EXCERTO DO TEXTO:
Na definição do próprio, os amigos são aqueles em quem investimos tempo, a tentar perceber – e que deixamos que nos percebam.

Uma vez que o tempo é limitado, também o número de amigos que se pode ter é limitado, segundo Robin I. M. Dunbar, psicólogo evolucionista britânico. Dunbar descreve os vários níveis de amizade e no topo coloca apenas uma ou duas pessoas – por exemplo o parceiro e o melhor amigo com quem temos mais intimidade e interagimos diariamente.

O nível seguinte inclui no máximo quatro pessoas com quem temos uma forte afinidade, onde há carinho e preocupação e que exigem atenção semanal. Daí para baixo, os níveis contêm amizades casuais, nas quais se investe menos tempo e cujos relacionamentos tendem a ser menos profundos e mais leves. Estes amigos, sem contacto consistente, rapidamente passam a conhecidos. Podemos ser simpáticos mas não são realmente amigos.

“O tempo e o capital emocional de que dispomos são limitados, de modo que só temos cinco lugares disponíveis para o tipo mais intenso de relacionamento,” assevera Dunbar. “As pessoas podem dizer que têm mais de cinco, mas garanto-lhe que não são amizades de elevado calibre”.

Tamanho alarde significa que estas pessoas têm almas-gémeas de sobra numa sociedade em que somos ensinados de que “apoiar-se no outro” é sinal de fraqueza e que a força reside em não se deixar afetar. A amizade requer a vulnerabilidade que vem com o preocuparmo-nos com o outro, bem como revelarmos mais que o perfil de Facebook ou um feed de Instagram perfeitos, adianta Nehamas. Acreditar que o vínculo se manterá, e se tornará mais forte, apesar da nossa fraqueza e inevitáveis fracassos, acrescenta, é um risco que poucos estão dispostos a correr.

De acordo com médicos especialistas, jogar pelo seguro ao procurar relacionamentos superficiais, insatisfatórios e não recíprocos tem consequências fisiológicas. Não só as sensações de solidão e isolamento aumentam o risco de morte tanto como o tabaco, álcool e obesidade, como também se compromete a elasticidade e desempenho do chamado nervo vago esperto (smart vagus nerve), que os neurocientistas acreditam ser o responsável pelos relacionamentos recíprocos, íntimos e de apoio.

CONJUNTO DE TAREFAS:
A - No excerto sobre a amizade, o risco de morte associado às sensações de solidão e isolamento é comparado com o de outros fatores. Enumere todos esses fatores.
B - Prossiga o excerto sobre a amizade a partir da última frase apresentada.

[Itens guardados de uma coleção]
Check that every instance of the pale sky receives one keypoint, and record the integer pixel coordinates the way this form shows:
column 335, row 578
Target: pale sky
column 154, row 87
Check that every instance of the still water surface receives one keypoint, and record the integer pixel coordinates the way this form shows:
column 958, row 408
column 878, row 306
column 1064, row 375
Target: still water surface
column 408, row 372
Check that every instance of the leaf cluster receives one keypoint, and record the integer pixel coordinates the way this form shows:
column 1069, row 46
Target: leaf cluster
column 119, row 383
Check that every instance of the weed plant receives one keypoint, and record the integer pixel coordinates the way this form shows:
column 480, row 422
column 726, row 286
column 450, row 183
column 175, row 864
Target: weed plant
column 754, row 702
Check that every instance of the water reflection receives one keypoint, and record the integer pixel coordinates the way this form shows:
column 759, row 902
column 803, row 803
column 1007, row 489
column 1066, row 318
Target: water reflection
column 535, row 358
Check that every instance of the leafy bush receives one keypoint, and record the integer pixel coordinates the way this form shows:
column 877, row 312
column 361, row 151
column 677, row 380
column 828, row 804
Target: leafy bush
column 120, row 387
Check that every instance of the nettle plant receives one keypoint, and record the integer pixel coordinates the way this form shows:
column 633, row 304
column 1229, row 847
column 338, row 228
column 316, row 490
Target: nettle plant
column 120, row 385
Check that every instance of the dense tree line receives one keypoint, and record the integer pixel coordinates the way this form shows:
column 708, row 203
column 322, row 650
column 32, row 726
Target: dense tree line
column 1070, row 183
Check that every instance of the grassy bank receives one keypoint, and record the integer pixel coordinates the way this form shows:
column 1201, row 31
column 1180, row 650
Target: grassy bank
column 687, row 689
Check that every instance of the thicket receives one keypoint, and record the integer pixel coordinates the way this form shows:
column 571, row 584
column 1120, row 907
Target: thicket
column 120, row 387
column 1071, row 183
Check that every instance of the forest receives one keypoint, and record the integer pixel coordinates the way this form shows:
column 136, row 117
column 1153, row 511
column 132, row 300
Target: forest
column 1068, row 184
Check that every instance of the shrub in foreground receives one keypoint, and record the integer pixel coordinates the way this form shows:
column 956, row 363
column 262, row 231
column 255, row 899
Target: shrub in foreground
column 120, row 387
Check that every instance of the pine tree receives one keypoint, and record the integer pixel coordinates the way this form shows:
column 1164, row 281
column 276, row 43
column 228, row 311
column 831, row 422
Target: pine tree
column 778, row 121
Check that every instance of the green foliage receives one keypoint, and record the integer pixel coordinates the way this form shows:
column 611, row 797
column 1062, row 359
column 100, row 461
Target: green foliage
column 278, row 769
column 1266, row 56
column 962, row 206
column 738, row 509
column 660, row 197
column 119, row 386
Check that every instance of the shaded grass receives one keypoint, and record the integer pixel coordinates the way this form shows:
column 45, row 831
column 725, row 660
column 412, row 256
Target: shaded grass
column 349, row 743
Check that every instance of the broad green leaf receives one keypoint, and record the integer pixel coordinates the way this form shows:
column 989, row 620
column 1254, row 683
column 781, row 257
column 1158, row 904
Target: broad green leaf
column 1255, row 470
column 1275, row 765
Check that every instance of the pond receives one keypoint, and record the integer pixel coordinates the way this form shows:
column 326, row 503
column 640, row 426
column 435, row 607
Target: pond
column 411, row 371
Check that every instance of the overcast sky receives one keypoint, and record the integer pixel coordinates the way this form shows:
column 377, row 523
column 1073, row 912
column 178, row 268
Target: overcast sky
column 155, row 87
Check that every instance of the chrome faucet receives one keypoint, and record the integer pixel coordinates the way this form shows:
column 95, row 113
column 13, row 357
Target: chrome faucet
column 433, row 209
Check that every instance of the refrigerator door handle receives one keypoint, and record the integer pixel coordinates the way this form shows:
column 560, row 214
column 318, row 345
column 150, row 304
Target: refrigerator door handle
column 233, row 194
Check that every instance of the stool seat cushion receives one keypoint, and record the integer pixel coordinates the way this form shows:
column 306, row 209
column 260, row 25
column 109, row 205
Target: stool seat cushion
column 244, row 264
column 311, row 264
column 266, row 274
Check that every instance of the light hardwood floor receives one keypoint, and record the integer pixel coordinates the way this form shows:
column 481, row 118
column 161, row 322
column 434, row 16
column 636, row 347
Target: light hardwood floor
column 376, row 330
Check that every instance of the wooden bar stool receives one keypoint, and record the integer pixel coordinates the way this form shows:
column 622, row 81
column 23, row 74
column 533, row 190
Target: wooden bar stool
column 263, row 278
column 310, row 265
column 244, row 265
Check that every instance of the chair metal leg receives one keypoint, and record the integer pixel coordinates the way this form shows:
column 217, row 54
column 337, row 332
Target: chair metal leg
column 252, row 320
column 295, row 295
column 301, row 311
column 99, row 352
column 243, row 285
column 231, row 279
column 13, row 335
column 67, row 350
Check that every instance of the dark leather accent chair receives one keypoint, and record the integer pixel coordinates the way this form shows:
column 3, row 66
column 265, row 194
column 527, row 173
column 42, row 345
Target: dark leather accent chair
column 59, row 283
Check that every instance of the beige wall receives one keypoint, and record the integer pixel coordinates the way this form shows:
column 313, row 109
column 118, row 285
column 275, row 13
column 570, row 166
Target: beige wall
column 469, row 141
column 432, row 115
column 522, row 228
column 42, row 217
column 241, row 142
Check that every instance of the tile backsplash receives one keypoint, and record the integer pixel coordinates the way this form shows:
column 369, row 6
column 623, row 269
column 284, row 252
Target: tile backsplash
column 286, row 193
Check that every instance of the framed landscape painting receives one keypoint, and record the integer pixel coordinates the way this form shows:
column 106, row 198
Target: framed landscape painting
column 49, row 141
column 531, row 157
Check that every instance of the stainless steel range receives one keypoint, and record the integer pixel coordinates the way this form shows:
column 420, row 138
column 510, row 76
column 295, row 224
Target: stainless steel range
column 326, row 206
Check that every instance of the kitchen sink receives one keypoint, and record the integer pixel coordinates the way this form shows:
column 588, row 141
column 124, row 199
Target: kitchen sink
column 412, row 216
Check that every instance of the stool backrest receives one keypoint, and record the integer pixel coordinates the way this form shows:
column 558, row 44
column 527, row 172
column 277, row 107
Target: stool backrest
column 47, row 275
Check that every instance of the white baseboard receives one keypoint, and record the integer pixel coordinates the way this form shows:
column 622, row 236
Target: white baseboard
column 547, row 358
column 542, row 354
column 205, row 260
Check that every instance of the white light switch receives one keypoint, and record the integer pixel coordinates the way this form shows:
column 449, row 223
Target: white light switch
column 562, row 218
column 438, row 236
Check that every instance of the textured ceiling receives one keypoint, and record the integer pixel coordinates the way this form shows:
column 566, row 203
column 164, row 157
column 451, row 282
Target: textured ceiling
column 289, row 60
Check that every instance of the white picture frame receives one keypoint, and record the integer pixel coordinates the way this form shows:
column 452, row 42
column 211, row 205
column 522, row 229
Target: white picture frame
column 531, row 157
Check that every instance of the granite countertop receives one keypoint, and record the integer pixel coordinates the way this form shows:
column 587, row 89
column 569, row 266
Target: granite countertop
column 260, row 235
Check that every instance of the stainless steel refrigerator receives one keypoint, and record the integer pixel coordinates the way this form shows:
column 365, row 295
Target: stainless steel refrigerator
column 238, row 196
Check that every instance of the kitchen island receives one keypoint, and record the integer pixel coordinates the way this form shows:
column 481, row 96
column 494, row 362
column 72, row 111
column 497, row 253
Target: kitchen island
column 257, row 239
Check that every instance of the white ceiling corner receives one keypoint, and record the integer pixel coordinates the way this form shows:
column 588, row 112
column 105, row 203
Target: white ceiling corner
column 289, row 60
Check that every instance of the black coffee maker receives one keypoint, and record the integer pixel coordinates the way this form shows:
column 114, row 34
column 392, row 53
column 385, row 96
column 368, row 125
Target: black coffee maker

RESPOSTAS POR ITEM:
A - Tabaco, álcool e obesidade.

B -
De acordo com Amy Banks, psiquiatra no Wellesley Centers for Women do Wellesley College, em Massachusetts, especialista em neurobiologia interpessoal, uma área de estudos em crescimento, e também autora do artigo Wired to Connect: The Surprising Link Between Brain Science and Strong, Healthy Relationships (Programados para nos relacionarmos: A surpreendente ligação entre a ciência do cérebro e relações fortes e saudáveis).

“É muito importante ter um bom tónus vagal porque é o que modela os instintos de luta, fuga ou paralisia.”

Na presença de um amigo verdadeiro, adianta Banks, o aspeto modulador do nervo vago é o que nos faz sentir à vontade e baixar a guarda, ao contrário do que acontece na presença de estranhos ou personalidades críticas. É o que nos deixa confortáveis quando expomos o lado mais profundo da nossa psique, e nos ajuda a manter a presença de espírito em alturas de conflito. Na falta de amizades verdadeiras, o nervo vago não é exercitado, ocorre perda de elasticidade e os níveis de ansiedade mantém-se altos, o que por sua vez vai dificultar a criação de relacionamentos genuínos.

Importa portanto, identificar quem, de entre as várias pessoas que conhece ao longo da vida, são os verdadeiros amigos. Quem é que encontra tempo para estar consigo? Quem são as pessoas que admira, que o animam e o fazem sentir-se privilegiado? De quem é que sente falta? E quem é que sente a sua falta? Apesar de não existir uma resposta fácil ou consensual, o que as amizades têm em comum é o facto de nos moldarem e acrescentarem dimensões através das quais vemos o mundo. Isto tanto vale para o melhor, como para o pior, dependendo de quem escolhemos para amigos. Lá diz o ditado, “Diz-me com quem andas e dir-te-ei quem és”.